--- Start EXTRACT PROVIDED ---

# LSI2008 HBAs and JBOD mode with SATA disks



## AndyUKG (Aug 25, 2011)

Hi,

  I am looking to replace some eSATA connected storage with something (mini)SAS connected. But I'm asking myself how does this actually work. The LSI2008 based cards seem a good option, how does the MPT driver handle SATA disks, does it effectively switch to SATA mode when it sees SATA disks or do the SAS enclosures do some sort of translation (which seems unlikely).
Also on another point, are JBOD mode LSI2008 cards available to buy or do you always have to do this thing of flashing the BIOS (and I suppose ending up with an unsupported HBA)?

thanks for any info,

Andy.

PS would seem the driver is mps not mpt2 for these LSI cards.


----------



## AndyUKG (Aug 25, 2011)

--- End EXTRACT PROVIDED ---

— BRIEF —
Repeat word for word the part of the LSI2008 forum thread that begins at the words "Also on another" and stops after the words "these LSI cards.".

--- Start RECORDED INFORMATION ---

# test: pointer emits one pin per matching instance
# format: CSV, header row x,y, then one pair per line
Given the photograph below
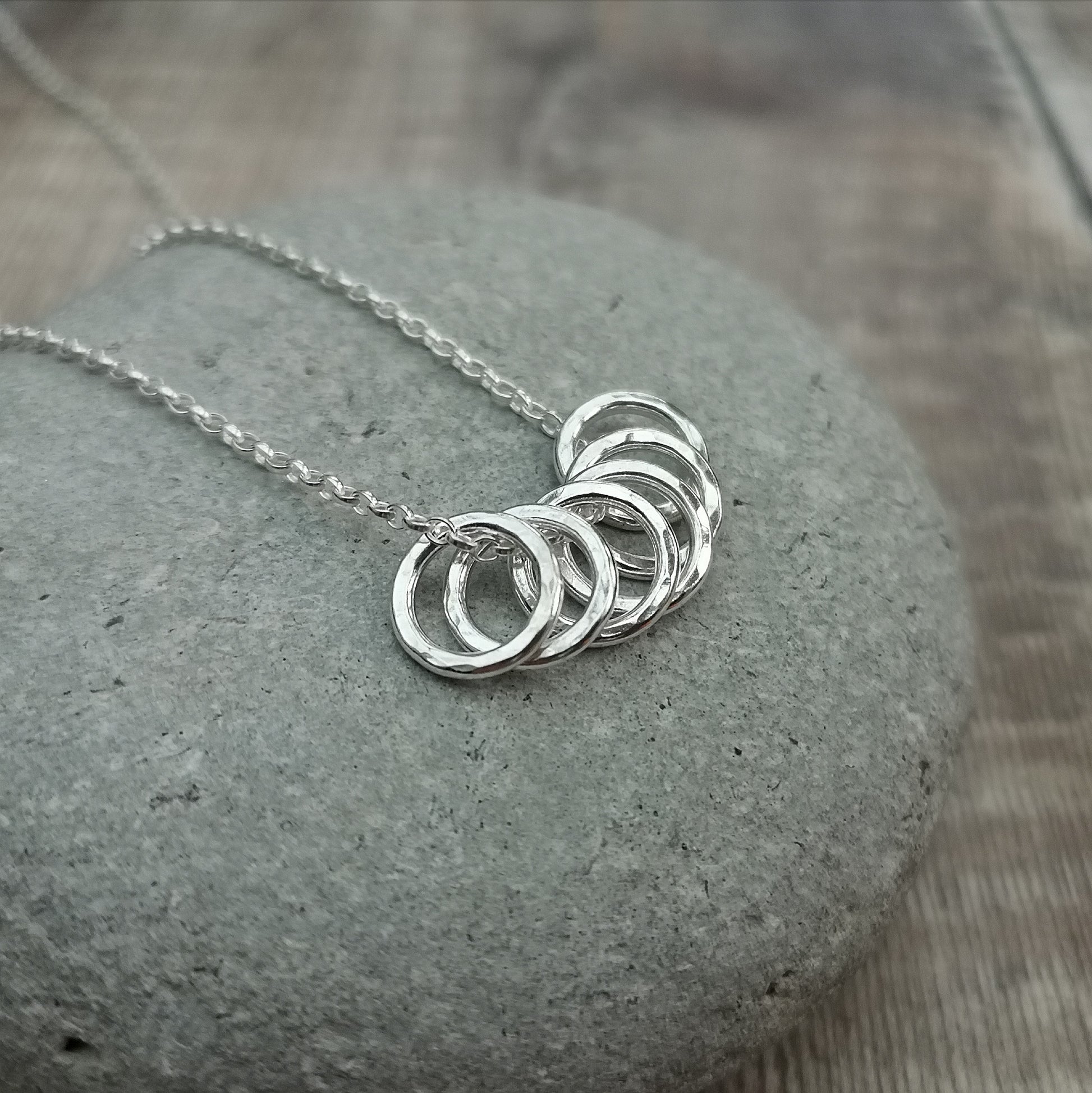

--- End RECORDED INFORMATION ---

— EXERCISE RESPONSE —
Also on another point, are JBOD mode LSI2008 cards available to buy or do you always have to do this thing of flashing the BIOS (and I suppose ending up with an unsupported HBA)?

thanks for any info,

Andy.

PS would seem the driver is mps not mpt2 for these LSI cards.